— start of Document excerpt —
Either paired-end or single-end reads may be merged with a UMI Fastq file.

UMIs can be merged into sequence read Fastq files in three ways:

  1. SAM attribute in Fastq comment Inserted as standard SAM attribute tags RX and QX in the read header. This is compatible with e.g. BWA, Bowties2 aligners. DEFAULT.

  2. SAM attribute in unaligned Bam format Exported as an unaligned SAM/BAM format with RX and QX attribute tags. This is compatible with e.g. Bowtie2, STAR, BWA, and Novoalign. Use the --bam option.

  3. Append to name Appended to the read name as “:UMI_sequence”. This is compatible with all aligners but requires special software to utilize. Non-standard. Use the --name option.

Alignments can be de-duplicated utilizing the UMI codes with external software. See bam_umi_dedup.pl in this software package, or Picard ‘UmiAwareMarkDuplicatesWithMateCigar’ as possibilities.

External utilities may be required for execution, inlcuding pigz and/or gzip, and samtools. These are searched for in your environment PATH.

Read and UMI Fastq files may be empirically determined based on size and name.
— end of Document excerpt —
— start of Supplied entries —
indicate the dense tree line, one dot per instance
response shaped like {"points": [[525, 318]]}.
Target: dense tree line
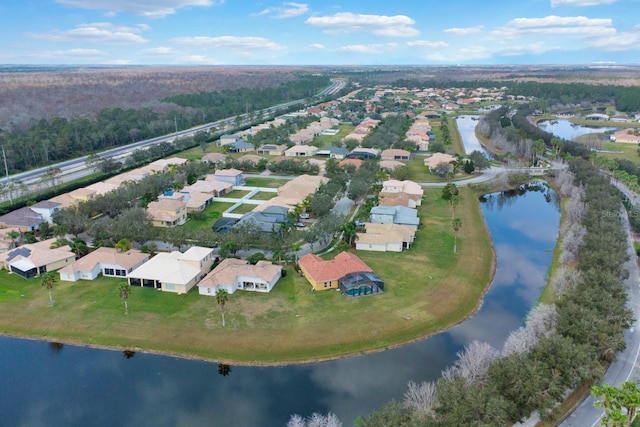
{"points": [[560, 346], [59, 139]]}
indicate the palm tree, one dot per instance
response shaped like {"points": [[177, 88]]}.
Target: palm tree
{"points": [[453, 202], [47, 280], [123, 245], [124, 289], [222, 297], [456, 223]]}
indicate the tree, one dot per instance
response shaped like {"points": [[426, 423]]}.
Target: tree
{"points": [[620, 404], [47, 280], [221, 298], [124, 289], [123, 245], [456, 224]]}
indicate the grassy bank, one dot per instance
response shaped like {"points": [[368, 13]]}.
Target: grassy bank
{"points": [[427, 289]]}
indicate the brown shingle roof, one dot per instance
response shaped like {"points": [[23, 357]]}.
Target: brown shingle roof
{"points": [[324, 271]]}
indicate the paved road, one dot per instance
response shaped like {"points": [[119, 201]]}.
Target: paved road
{"points": [[625, 368]]}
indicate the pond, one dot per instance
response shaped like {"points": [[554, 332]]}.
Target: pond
{"points": [[467, 128], [51, 384], [566, 130]]}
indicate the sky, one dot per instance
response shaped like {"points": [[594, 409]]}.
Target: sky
{"points": [[327, 32]]}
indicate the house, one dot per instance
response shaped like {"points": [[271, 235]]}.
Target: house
{"points": [[346, 272], [301, 151], [233, 274], [437, 158], [74, 197], [394, 215], [34, 259], [395, 154], [106, 261], [295, 191], [250, 158], [268, 219], [333, 152], [389, 165], [385, 237], [363, 153], [240, 146], [167, 212], [228, 139], [8, 238], [232, 176], [173, 271], [25, 219], [272, 149], [412, 189], [217, 158]]}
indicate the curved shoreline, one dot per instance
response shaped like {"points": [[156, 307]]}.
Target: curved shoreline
{"points": [[368, 350]]}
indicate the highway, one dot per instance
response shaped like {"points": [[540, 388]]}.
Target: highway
{"points": [[76, 168]]}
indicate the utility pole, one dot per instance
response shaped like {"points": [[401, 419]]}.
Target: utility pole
{"points": [[6, 170]]}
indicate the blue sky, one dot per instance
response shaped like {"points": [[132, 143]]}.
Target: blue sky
{"points": [[356, 32]]}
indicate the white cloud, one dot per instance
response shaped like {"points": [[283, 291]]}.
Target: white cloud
{"points": [[230, 42], [578, 25], [428, 44], [161, 50], [464, 31], [555, 3], [617, 42], [380, 25], [369, 48], [99, 32], [287, 10], [147, 8]]}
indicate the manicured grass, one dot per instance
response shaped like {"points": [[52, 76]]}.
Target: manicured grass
{"points": [[334, 140], [212, 213], [265, 182], [236, 194], [244, 208], [427, 289], [263, 195]]}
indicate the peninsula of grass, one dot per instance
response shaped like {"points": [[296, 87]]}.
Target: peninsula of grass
{"points": [[427, 289]]}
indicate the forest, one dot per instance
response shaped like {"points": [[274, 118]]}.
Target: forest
{"points": [[59, 138]]}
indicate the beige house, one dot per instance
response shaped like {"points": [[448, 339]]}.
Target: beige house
{"points": [[233, 274], [438, 158], [301, 151], [173, 271], [106, 261], [395, 154], [34, 259], [167, 212], [385, 237]]}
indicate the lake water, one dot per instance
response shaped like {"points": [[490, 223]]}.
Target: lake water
{"points": [[566, 130], [467, 128], [45, 384]]}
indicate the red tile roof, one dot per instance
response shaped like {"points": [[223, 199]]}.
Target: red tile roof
{"points": [[324, 271]]}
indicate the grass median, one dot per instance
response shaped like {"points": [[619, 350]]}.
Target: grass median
{"points": [[427, 289]]}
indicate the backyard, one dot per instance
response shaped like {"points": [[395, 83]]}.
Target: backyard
{"points": [[427, 289]]}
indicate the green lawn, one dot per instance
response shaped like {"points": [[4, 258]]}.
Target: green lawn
{"points": [[265, 182], [427, 289], [244, 208], [263, 195], [212, 213]]}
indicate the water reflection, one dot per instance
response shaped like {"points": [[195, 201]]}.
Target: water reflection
{"points": [[84, 386]]}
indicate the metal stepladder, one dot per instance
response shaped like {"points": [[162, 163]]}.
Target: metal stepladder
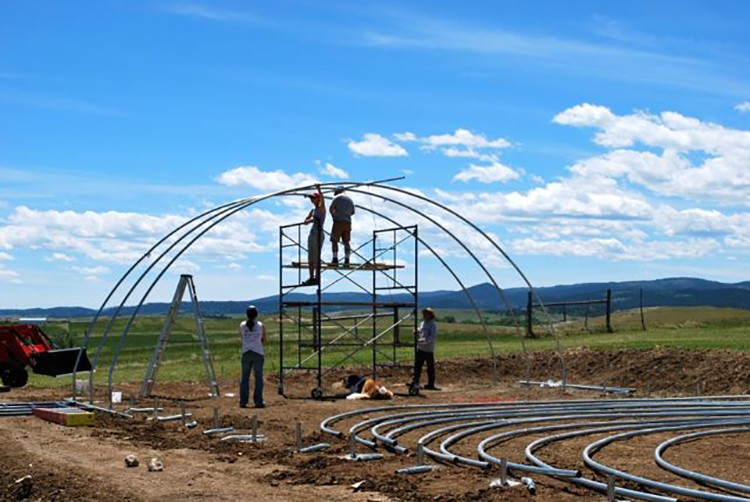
— end of Supplied entries —
* _Direction 1_:
In the text on merging UMIs, which option exports the merged reads in unaligned SAM/BAM format?
* _Direction 2_:
Pick up the text on merging UMIs after its final sentence and extend it.
The items were taken from a different source than the text on merging UMIs.

* _Output 1_:
The --bam option.

* _Output 2_:
VERSION: 1.01

USAGE:

merge_umi_fastq.pl *.fastq.gz

merge_umi_fastq.pl -1 R1.fq.gz -2 R2.fq.gz -u UMI.fq.gz -o unaligned.bam

OPTIONS

Input:

-1 --read1 <file>     First fastq read
-2 --read2 <file>     Second fastq read, optional
-u --umi <file>       UMI fastq read
-U --umi2 <file>      Second UMI fastq file, optional

Output:

-o --out <file>       Output file (base)name (input basename)
                        use 'stdout' for (interleaved) piping
-b --bam              Write output as unaligned BAM format
                        or SAM format if stdout or samtools unavailable 
-n --name             Append UMI to read name instead of SAM tag RX

Other:

--samtools <path>     Path to samtools (/usr/local/bin/samtools)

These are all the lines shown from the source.